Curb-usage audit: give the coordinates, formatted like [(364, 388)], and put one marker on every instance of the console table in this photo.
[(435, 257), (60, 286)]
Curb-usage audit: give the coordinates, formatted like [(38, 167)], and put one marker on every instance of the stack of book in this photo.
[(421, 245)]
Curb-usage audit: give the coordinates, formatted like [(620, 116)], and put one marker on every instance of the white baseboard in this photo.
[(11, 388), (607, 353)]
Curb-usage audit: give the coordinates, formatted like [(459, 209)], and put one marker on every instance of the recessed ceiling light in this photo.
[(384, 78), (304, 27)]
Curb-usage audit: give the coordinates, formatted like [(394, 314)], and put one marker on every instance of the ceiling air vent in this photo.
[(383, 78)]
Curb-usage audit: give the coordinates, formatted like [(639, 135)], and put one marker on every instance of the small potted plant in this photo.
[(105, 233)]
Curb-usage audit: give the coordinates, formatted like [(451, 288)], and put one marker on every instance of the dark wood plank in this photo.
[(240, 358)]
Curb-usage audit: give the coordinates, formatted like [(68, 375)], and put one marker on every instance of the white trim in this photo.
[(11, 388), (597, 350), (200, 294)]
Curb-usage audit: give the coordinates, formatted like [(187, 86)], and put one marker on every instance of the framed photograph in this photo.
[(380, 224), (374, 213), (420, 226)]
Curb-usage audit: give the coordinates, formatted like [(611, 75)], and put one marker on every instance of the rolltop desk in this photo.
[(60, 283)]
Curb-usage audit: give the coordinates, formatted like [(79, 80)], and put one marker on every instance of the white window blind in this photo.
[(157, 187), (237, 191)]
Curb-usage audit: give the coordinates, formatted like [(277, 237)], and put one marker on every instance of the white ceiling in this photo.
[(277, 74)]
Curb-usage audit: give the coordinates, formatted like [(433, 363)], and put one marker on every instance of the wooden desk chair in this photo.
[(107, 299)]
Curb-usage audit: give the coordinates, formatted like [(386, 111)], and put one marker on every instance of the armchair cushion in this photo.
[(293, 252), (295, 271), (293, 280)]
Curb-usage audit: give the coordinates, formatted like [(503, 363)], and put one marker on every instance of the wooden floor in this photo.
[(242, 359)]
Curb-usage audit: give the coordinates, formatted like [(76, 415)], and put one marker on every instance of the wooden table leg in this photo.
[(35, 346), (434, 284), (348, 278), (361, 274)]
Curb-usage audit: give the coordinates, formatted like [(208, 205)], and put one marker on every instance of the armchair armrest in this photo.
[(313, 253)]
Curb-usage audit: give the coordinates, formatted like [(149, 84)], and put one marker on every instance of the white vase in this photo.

AIM OF THE TASK: Return the lines from the very start of the entries down to and including the line that holds "[(421, 245)]", copying each one unchanged.

SOLUTION:
Curb-usage audit: give the coordinates, formatted like [(364, 388)], and put one marker on every instance of the console table in this photo.
[(435, 257), (60, 286)]
Curb-usage audit: give the coordinates, formatted like [(38, 167)], and put one marker on every instance of the stack of book in this photo.
[(421, 245)]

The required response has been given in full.